> _Record set_
○ ○ ○

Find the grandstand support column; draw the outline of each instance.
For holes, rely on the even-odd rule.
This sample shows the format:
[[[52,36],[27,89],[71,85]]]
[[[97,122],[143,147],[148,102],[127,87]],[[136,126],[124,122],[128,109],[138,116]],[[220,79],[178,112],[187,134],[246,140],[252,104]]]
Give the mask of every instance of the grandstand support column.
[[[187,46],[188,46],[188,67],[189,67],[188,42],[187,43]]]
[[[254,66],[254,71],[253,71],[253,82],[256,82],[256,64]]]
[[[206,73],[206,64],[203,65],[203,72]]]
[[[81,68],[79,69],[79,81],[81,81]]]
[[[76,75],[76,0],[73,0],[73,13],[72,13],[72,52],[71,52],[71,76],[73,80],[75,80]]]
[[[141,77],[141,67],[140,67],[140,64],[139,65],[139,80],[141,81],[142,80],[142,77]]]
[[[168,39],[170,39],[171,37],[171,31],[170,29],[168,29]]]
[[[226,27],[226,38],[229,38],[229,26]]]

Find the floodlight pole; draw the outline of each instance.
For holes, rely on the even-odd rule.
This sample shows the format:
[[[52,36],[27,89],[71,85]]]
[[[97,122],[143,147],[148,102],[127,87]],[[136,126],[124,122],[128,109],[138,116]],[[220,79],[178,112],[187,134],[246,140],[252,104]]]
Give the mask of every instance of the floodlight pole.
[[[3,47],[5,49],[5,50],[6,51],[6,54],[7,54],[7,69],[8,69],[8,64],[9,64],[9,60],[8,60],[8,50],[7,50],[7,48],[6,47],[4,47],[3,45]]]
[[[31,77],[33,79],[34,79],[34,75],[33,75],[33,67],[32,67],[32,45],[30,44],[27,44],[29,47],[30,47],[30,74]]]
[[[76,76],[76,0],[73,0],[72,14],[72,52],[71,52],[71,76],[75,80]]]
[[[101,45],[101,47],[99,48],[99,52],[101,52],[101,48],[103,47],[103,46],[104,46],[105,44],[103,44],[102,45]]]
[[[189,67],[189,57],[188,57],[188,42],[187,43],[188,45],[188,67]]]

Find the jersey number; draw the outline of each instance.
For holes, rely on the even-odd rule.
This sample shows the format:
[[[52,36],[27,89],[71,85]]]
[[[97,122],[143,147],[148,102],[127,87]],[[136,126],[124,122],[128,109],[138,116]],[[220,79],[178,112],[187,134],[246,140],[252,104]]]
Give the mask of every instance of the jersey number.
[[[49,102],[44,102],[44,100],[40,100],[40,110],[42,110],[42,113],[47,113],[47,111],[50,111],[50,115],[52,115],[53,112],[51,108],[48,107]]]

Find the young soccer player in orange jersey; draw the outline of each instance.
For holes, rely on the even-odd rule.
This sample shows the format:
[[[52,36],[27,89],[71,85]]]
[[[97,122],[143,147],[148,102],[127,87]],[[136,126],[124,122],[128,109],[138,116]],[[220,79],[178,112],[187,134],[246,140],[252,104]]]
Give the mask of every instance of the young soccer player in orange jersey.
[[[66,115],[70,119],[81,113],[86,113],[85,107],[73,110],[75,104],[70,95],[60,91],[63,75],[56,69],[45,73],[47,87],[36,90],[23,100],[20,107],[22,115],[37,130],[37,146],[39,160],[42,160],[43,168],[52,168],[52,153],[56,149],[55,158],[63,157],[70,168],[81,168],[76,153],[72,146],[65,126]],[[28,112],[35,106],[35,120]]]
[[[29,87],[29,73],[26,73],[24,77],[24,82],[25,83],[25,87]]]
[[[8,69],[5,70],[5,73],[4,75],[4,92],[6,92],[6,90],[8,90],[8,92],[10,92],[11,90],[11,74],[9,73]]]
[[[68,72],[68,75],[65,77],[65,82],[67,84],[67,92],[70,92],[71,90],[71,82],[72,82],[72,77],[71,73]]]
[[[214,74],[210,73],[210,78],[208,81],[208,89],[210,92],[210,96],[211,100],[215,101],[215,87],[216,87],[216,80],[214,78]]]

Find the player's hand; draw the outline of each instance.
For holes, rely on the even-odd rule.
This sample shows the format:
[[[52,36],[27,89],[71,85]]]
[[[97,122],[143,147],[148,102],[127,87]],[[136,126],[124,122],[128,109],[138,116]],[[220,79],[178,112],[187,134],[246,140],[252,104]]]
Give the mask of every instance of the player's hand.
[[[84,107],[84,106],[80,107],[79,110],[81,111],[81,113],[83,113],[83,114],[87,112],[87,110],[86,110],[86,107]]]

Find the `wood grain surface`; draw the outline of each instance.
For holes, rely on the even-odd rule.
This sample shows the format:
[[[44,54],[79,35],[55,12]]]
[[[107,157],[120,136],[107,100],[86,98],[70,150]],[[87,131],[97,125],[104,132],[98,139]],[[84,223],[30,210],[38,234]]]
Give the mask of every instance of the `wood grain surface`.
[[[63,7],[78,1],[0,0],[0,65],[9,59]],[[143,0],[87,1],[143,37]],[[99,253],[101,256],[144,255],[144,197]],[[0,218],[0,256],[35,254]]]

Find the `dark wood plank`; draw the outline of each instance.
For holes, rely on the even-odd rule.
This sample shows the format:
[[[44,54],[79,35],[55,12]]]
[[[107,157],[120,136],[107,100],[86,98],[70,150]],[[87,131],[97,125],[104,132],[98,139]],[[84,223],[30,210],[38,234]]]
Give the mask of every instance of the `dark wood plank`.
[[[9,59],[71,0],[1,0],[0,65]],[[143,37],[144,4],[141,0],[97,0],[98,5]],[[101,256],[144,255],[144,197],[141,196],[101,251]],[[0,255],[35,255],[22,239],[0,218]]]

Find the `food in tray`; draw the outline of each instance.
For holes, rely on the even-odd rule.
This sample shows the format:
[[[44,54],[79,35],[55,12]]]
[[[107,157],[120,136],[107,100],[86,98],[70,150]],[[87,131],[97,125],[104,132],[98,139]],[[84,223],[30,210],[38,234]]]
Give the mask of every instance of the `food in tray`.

○ ○ ○

> _Stated task_
Copy out the material word for word, starting at the line containing "Find the player's" and continuing through the end of the material.

> _Right answer_
Find the player's hand; draw the outline of each instance.
For holes, rely on the even-odd rule.
This sample shows the format:
[[[52,36],[27,89],[71,85]]]
[[[97,122],[143,147],[148,102],[127,87]],[[136,126],[124,122],[128,109],[138,116]],[[220,79],[178,112],[187,134],[246,140],[252,104]]]
Give the mask of every instance of the player's hand.
[[[84,107],[84,106],[80,107],[79,110],[81,111],[81,113],[83,113],[83,114],[87,112],[87,110],[86,110],[86,107]]]

Find the `wood grain surface`; draw the outline of each instance.
For holes, rely on the even-odd rule.
This sample shows the format:
[[[44,54],[79,35],[55,12]]]
[[[107,157],[120,136],[107,100],[86,98],[70,150]],[[87,131],[97,125],[104,132],[98,139]],[[84,223],[30,210],[38,234]]]
Give the mask of every instance of the `wood grain surface`.
[[[63,7],[78,1],[0,0],[0,65],[9,59]],[[143,0],[87,1],[143,37]],[[99,253],[101,256],[144,255],[144,197]],[[0,218],[0,256],[35,254]]]

Find the `dark wood plank`; draw the outline of each instance.
For holes, rely on the even-odd rule.
This sample shows the format:
[[[44,54],[79,35],[55,12]]]
[[[107,157],[120,136],[107,100],[86,98],[70,150]],[[87,131],[97,125],[104,132],[98,139]],[[84,223],[30,210],[38,234]]]
Give the mask of every instance of the `dark wood plank`.
[[[9,59],[71,0],[1,0],[0,65]],[[143,37],[144,4],[141,0],[97,0],[98,5]],[[101,256],[144,255],[144,197],[141,196],[101,251]],[[0,255],[35,255],[22,239],[0,218]]]

Find the `food in tray`; draw the outline of each instance.
For holes, rely on the even-odd rule.
This sample shows the format:
[[[44,54],[79,35],[55,12]]]
[[[107,157],[120,136],[107,100],[86,98],[70,150]],[[87,131],[97,125],[104,132],[98,139]],[[84,223],[30,210],[38,234]]]
Give the mask of every instance of the `food in tray`.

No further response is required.